### Challenge A
In the passage on GQL-to-SQL translation, what tool is given as an example for transforming the GQL query into an AST?
### Challenge B
Pick out every line of the entries that contains the string "face", matching case exactly.

### Source document
::::::::::

System 200 comprises a processor 250 and a non-transitory machine readable storing medium 210, which may be analogous in many respects to the processor 120 and the medium 110, respectively. The non-transitory machine readable storing medium 210 comprises instructions to receive GQL query 211; instructions to transform GQL query into representation of abstract syntactic structure of GQL query 212; instructions to select a first available unanalyzed element and determine whether it is either a node, an edge or an operation 213; instructions to translate a node into a SQL node entity 214; instructions to translate an operation into a SQL operation 215; instructions to translate an edge into a SQL relationship entity 216; instructions to check whether an edge contains nested structures 217; instructions to extract a unique leaf of the edge and translate it into a SQL relationship 218; instructions to check whether a nested structured edge contains untranslated leaves 219; instructions to translate the first untranslated leaf into a SQL sub-relationship entity 220; instructions to intersect a plurality of SQL sub-relationships entities into a SQL relationship entity 221; instructions to check whether the representation of the abstract syntactic structure of the GQL query has a second unanalyzed element 222; instructions to assemble the operation set, the RDBMS tables or columns, and the sequence of RDBMS joins between tables into an SQL query response 223; and instructions to send the SQL query to a RDBMS 224; and/or other instructions to translate a GQL query into a SQL query. Instructions 212, 213, and 223 may be analogous in many respects to instructions 111, 112, and 114 respectively. In the implementation shown in
The instructions 211, when executed by the processor 250, may cause the processor 250 to receive the GQL query.
The instructions 212, when executed by the processor 250, may cause the processor 250 to transform the GQL query into a representation of abstract syntactic structure of GQL query. For example, the GQL query may be transformed into an AST using a Parser module.
The instructions 213, when executed by the processor 250, may cause the processor 250 to select a first unanalyzed element (e.g. the first unanalyzed element from the AST received by the execution of instructions 212). The instructions 213, when executed by the processor 250, may further cause the processor 250 to determine whether the first available unanalyzed element from the representation of abstract syntactic structure of GQL query (e.g. the first unanalyzed element from the AST received by the execution of instructions 212) is a node, an edge or an operation. In the present illustration, the AST generated by instructions 212 may include in each code line a breakdown of the GQL query into syntax elements, including nodes, edges or operations.

::::::::::

### Material provided
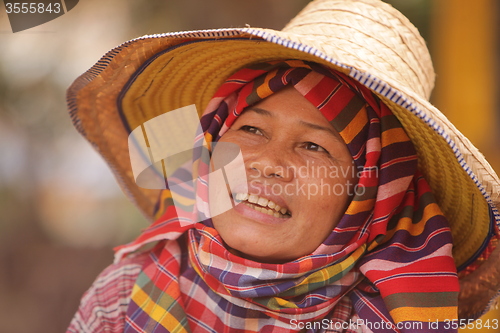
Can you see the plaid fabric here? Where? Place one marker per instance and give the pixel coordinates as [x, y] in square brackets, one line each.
[387, 261]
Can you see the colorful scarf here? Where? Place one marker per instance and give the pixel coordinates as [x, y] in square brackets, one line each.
[386, 266]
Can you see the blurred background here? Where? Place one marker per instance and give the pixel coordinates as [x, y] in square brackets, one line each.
[61, 212]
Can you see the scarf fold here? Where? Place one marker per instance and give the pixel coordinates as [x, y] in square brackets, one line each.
[387, 261]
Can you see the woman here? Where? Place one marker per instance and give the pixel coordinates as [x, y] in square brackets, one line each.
[369, 250]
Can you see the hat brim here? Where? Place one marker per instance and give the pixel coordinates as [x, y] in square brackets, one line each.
[149, 76]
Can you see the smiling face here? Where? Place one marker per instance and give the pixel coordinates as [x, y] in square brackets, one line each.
[300, 178]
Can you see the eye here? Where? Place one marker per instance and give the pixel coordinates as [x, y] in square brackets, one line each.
[251, 129]
[315, 147]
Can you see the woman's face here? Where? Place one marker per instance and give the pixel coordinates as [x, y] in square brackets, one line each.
[300, 178]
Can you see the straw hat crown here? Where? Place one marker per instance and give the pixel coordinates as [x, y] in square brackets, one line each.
[371, 36]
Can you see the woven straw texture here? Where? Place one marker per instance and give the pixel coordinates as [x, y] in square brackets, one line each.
[366, 39]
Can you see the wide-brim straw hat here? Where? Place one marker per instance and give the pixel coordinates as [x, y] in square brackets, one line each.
[365, 39]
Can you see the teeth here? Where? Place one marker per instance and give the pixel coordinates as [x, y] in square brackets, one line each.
[253, 198]
[263, 204]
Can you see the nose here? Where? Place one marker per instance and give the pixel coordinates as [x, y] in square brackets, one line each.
[271, 160]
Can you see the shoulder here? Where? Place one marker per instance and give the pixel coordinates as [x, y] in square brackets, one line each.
[103, 307]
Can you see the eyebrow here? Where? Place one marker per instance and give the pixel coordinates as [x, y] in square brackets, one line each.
[303, 123]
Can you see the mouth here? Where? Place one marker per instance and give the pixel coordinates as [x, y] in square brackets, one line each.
[262, 205]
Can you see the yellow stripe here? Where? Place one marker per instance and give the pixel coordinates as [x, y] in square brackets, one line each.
[354, 127]
[424, 314]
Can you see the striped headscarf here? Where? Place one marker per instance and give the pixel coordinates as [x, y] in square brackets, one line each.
[386, 266]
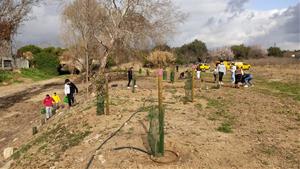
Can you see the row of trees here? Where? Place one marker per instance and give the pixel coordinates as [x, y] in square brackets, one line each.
[43, 59]
[197, 51]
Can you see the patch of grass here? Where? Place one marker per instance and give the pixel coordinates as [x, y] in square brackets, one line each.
[213, 103]
[35, 74]
[220, 114]
[269, 150]
[172, 90]
[73, 139]
[6, 76]
[21, 151]
[280, 89]
[226, 127]
[199, 106]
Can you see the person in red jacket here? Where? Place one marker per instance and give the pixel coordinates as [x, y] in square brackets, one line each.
[48, 103]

::::::::::

### Complete output A
A Parser module.

### Complete output B
Can you see the smiling face here? Where? Place one marker per instance and give the pixel coordinates as [x, y] in square brackets, one line each.
Can you see the woman's face here? Where? Place one marker per instance and give the pixel coordinates as [x, y] in square brackets, one line each.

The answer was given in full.